===== RECORDS TO USE

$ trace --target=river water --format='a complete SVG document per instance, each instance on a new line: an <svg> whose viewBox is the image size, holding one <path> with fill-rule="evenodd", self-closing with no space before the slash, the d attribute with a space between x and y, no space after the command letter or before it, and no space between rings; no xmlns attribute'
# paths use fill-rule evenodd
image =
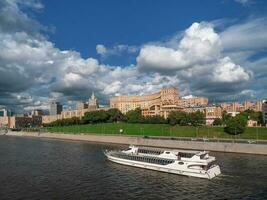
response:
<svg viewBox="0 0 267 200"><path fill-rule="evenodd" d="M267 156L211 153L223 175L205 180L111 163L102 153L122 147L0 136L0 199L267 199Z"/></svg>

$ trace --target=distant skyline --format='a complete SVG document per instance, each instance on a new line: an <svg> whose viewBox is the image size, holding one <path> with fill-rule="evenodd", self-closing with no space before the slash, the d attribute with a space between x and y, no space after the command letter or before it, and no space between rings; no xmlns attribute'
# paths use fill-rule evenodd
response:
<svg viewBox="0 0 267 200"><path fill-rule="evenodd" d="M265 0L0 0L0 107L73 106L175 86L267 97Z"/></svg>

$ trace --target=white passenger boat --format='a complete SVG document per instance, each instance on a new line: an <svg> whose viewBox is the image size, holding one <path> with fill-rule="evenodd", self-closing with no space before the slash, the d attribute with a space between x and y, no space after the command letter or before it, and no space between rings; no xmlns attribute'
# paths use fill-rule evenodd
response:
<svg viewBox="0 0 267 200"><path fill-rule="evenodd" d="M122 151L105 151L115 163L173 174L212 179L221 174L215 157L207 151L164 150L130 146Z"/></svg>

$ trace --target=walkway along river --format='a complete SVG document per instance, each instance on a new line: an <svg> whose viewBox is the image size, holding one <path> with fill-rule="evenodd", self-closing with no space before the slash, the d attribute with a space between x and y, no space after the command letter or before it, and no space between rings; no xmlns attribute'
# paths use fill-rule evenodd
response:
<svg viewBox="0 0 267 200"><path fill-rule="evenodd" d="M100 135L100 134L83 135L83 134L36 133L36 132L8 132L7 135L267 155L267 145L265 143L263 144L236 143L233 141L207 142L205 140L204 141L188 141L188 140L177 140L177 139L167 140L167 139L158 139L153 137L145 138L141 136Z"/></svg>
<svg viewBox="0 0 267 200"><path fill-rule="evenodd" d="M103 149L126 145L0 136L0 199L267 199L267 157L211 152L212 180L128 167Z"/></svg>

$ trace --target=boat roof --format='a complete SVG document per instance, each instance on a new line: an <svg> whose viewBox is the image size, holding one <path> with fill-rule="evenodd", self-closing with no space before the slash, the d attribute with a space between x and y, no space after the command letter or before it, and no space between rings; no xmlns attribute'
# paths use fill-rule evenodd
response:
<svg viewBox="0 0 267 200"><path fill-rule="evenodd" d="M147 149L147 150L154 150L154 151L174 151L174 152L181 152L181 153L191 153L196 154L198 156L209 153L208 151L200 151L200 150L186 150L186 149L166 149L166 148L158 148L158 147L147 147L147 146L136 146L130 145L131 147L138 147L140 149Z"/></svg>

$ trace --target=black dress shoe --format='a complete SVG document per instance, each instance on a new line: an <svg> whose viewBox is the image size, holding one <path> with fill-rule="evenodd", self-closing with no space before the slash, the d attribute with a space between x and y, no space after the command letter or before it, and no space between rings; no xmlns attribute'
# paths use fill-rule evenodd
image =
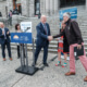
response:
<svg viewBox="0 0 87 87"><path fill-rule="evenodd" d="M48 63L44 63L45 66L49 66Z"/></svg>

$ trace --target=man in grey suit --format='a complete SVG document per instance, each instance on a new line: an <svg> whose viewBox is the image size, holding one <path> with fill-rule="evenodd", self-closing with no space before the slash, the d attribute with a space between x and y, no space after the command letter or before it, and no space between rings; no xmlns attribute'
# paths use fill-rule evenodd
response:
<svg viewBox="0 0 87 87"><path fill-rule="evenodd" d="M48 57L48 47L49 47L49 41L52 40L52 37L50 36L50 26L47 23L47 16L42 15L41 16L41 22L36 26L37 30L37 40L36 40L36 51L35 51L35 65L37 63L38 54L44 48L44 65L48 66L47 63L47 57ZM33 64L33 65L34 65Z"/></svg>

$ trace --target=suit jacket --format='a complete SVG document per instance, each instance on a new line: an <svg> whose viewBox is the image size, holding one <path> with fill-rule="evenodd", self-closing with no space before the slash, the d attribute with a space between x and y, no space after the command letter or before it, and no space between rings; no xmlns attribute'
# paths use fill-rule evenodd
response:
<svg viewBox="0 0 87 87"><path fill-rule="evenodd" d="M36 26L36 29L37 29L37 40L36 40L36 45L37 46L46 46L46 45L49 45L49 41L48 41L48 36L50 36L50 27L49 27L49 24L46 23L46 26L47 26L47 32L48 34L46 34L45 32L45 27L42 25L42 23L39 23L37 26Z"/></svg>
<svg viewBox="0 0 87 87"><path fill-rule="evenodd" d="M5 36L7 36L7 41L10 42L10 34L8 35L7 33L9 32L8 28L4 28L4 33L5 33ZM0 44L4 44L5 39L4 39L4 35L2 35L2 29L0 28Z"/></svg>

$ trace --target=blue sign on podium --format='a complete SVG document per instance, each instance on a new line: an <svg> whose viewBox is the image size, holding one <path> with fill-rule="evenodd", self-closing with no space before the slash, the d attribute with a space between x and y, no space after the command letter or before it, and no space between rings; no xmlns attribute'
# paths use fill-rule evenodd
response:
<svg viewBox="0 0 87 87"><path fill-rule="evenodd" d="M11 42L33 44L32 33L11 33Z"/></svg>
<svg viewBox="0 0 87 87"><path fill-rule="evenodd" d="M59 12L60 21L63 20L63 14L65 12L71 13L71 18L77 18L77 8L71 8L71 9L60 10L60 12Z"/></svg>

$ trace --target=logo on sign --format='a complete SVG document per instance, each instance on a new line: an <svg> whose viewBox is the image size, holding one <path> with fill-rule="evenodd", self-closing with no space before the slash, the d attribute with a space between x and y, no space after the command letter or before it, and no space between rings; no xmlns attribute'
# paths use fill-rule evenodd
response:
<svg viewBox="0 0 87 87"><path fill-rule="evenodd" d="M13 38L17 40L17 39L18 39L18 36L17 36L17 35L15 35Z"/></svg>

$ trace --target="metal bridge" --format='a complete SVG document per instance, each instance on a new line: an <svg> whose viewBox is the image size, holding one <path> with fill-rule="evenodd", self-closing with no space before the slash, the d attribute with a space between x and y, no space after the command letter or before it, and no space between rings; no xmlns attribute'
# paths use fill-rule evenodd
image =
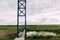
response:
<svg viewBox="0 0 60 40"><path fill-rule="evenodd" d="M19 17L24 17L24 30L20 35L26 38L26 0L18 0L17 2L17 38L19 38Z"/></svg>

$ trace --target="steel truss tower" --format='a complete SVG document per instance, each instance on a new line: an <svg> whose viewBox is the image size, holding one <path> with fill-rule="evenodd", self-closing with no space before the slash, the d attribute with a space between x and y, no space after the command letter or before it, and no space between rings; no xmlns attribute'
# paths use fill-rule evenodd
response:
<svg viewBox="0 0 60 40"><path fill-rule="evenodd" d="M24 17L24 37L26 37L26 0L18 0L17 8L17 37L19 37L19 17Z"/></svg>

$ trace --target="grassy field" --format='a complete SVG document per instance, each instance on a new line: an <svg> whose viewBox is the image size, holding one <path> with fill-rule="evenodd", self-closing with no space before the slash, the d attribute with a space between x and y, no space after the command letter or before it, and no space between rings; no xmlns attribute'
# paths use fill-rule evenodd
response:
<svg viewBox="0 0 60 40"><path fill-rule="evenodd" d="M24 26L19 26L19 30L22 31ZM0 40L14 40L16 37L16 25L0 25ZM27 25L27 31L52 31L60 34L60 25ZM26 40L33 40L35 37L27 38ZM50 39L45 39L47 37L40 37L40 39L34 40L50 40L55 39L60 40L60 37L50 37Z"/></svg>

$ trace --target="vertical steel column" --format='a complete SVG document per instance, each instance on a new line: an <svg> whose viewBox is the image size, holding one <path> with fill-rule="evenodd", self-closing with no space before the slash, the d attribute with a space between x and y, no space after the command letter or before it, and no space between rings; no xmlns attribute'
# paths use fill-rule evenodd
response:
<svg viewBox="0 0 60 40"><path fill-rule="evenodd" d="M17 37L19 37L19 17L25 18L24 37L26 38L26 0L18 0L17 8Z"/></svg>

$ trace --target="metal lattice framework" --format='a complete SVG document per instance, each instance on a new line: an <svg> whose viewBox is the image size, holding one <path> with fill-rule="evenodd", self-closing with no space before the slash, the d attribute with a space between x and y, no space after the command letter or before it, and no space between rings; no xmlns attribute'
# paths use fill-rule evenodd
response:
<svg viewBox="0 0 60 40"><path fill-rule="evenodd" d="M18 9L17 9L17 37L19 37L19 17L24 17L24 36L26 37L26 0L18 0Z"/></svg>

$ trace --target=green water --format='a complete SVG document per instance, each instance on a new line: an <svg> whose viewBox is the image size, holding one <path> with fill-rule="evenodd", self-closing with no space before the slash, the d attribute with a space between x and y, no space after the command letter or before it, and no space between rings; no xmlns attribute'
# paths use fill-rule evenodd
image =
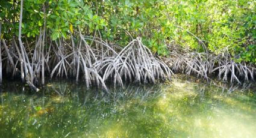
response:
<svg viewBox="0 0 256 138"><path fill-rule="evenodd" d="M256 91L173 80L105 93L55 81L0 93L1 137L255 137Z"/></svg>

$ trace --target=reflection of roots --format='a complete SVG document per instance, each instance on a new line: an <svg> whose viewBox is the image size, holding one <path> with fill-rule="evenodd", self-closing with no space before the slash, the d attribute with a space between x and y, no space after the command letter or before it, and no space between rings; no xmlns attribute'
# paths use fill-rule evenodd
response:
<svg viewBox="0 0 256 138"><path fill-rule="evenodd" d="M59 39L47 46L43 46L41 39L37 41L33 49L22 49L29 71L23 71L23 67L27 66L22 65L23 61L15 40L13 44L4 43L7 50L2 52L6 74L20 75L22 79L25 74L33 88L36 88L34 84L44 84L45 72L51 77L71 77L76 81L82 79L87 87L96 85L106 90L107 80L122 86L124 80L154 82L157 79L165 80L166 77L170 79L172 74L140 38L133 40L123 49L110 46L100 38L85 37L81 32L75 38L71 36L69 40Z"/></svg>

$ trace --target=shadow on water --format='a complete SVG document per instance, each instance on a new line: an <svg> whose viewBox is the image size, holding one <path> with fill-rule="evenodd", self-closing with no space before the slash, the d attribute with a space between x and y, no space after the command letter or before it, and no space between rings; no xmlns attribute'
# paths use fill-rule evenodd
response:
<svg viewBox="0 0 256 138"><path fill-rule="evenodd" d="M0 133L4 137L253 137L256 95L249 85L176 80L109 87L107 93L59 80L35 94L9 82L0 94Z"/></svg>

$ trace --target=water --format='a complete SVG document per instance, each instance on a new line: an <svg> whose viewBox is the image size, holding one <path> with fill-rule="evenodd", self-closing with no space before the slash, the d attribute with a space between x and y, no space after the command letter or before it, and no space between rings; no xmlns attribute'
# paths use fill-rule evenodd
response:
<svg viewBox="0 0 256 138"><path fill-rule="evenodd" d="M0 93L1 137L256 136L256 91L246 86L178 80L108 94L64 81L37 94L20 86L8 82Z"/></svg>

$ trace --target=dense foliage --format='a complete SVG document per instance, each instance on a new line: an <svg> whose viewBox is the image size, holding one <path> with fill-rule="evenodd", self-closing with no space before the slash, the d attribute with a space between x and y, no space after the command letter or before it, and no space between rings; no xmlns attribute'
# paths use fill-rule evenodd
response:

==========

- **STATED GOAL**
Take the lines from the one containing "trace --target=dense foliage" through the end of the records, switch "dense foliage" to "leafy canopy", and give back those lines with nothing else changed.

- **OUTPUT**
$ trace --target=leafy canopy --format='a complete SVG document per instance, each instance on a new line: an <svg> whose viewBox is the image size, holding one <path> with fill-rule="evenodd", self-closing with no space before the slash, the d attribute with a space between x and y, no space after the command letter or before it, and no space between rings; no xmlns attribute'
# paths use fill-rule evenodd
response:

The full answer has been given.